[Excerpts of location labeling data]

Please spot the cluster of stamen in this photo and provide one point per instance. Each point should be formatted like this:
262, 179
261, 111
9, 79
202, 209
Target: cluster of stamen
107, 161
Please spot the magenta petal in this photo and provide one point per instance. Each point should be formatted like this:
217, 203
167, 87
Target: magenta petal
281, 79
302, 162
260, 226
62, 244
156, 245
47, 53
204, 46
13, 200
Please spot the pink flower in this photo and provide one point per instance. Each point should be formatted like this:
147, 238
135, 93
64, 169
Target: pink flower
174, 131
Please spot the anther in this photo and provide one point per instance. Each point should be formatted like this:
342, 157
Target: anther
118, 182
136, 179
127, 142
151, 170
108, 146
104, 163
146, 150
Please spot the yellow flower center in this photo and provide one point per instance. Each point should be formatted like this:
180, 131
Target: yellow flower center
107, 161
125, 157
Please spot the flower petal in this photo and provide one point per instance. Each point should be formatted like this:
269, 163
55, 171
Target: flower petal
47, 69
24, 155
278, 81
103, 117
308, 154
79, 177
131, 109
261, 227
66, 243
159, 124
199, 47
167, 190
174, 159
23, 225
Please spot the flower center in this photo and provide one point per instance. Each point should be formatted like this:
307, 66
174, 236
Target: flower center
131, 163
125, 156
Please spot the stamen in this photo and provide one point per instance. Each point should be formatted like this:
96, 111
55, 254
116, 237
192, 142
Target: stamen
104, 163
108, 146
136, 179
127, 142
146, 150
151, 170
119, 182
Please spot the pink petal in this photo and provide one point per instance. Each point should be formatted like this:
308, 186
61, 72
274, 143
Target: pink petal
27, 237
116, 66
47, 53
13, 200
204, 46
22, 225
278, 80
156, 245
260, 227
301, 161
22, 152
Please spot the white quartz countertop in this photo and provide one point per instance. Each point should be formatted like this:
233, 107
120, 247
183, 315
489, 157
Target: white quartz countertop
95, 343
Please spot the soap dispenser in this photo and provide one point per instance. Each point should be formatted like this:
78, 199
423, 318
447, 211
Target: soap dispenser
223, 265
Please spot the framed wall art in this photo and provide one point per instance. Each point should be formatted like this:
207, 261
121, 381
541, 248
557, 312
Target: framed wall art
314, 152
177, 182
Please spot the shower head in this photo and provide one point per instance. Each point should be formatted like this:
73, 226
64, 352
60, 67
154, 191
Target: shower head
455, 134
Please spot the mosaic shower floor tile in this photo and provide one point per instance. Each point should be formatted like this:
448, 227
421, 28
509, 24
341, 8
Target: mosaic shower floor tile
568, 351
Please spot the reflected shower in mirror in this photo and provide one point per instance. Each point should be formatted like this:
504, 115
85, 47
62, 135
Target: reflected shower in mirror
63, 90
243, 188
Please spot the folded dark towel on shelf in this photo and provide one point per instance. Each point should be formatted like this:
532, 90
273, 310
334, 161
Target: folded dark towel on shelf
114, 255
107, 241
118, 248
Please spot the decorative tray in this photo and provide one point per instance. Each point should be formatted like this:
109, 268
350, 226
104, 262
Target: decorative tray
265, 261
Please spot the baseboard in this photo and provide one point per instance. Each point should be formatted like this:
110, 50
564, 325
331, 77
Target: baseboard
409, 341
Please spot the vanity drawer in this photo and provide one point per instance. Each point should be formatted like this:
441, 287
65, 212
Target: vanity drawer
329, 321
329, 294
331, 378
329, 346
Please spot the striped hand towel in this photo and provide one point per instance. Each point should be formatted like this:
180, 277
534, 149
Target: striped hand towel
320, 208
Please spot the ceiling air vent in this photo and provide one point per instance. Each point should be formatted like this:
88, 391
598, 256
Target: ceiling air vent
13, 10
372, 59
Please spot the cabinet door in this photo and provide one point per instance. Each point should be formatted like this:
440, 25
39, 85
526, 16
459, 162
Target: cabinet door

*Problem statement:*
Swap "provide" for "give" everywhere it appears in the rows, and reproduce every row otherwise without any change.

*Solution to the exercise:*
Please spot the cluster of stamen in this photo and give one point per instance. Each point should be formatted like this:
262, 179
261, 111
9, 79
202, 209
Target: cluster of stamen
107, 161
Please spot the magenta petal in this photo and give one point per instance. Each point should be formatted like this:
217, 203
167, 87
Target: magenta petal
281, 79
302, 162
260, 226
62, 244
156, 245
47, 53
204, 46
13, 200
Please spot the pink flower in this photo and give one point per instance. Each point should be formatted like this:
147, 238
135, 93
64, 169
Target: pink flower
174, 131
Please spot the anther in this photo and give one point per instance. Each point should be formatted like this:
342, 157
Target: anther
118, 182
136, 179
127, 142
151, 170
108, 146
104, 163
146, 150
Please spot the yellow flower center in this photo and give one point per instance. Each point should be formatted like this:
180, 131
Target: yellow flower center
107, 161
125, 157
Please spot the flower petal in this photo and give one point per instance. Each point should be formatted like this:
269, 163
55, 171
Target: flower petal
47, 69
24, 155
278, 81
103, 117
308, 154
79, 177
131, 109
261, 227
66, 243
159, 124
199, 47
167, 190
174, 159
23, 225
Please spot the flower center in this photo and give one point per instance. Each point should be formatted like this:
307, 66
174, 236
Target: flower center
131, 163
125, 156
Please spot the stamen in this photo and give one point per instance. Each point should be formatted like this:
96, 111
55, 254
116, 237
192, 142
Target: stamen
104, 163
108, 146
136, 179
127, 142
146, 150
151, 170
119, 182
Please spot the pink petal in this photo and give one point per instance. Each point should be formatted like this:
308, 186
61, 72
274, 143
Target: pink petal
27, 237
116, 66
47, 53
13, 200
204, 46
22, 225
278, 80
156, 245
260, 227
301, 161
22, 152
Please spot the white quartz countertop in this photo and give one point per instance. Each point should be formatted like this:
233, 107
120, 247
183, 315
489, 157
Target: white quartz countertop
95, 343
Please spot the soap dispenser in this photo and give one point per instance. Each point should be formatted like this:
78, 199
423, 318
447, 211
Target: soap dispenser
223, 265
Please spot the framed wall art in this photo and give one point per instance. Each point should be formatted like this:
207, 261
121, 381
541, 248
557, 312
Target: framed wall art
314, 152
177, 182
Please spot the shower head in this photo and give one point per instance. Each point should be formatted like this:
73, 226
64, 352
60, 67
154, 191
Target: shower head
455, 134
Please spot the mosaic shower floor tile in this photo and give one point per instance. Each point should be formatted like this:
448, 227
421, 28
509, 24
341, 8
Target: mosaic shower floor tile
568, 351
Please spot the reflected shower in mirror in this photo and give one point per instance. Each point should be formatted like this:
504, 115
85, 47
62, 135
Target: reflected shower in mirror
63, 90
243, 188
Please spot the folded dark towel on shelf in this photo and give one point per instance. Each point should be formatted like this:
532, 90
273, 310
334, 161
Target: folded dark towel on shelf
114, 255
107, 241
118, 248
Please spot the decorative tray in this photo and give one point per instance. Each point should be formatted like this:
109, 268
350, 226
104, 262
Target: decorative tray
265, 261
Please spot the baseboard in this photo and give one point per instance. Each point should be formatted like this:
110, 50
564, 325
331, 77
Target: baseboard
409, 341
Please spot the vanity drawer in this photo and give one point per instance. Each point should be formatted like this:
441, 287
65, 212
Target: vanity drawer
329, 321
329, 294
331, 378
329, 346
Please spot the striped hand towel in this photo and give one point per instance. Each point should be formatted like this:
180, 277
534, 149
Target: striped hand towel
320, 208
Please spot the ceiling air vent in this photo and give one point per instance. Each point should be formatted like this:
88, 391
598, 256
Target: ceiling air vent
13, 10
372, 59
Please spot the cabinet door in this photo and give one point per instance. Each point should be formatted like this:
440, 25
39, 85
526, 16
459, 162
Target: cabinet door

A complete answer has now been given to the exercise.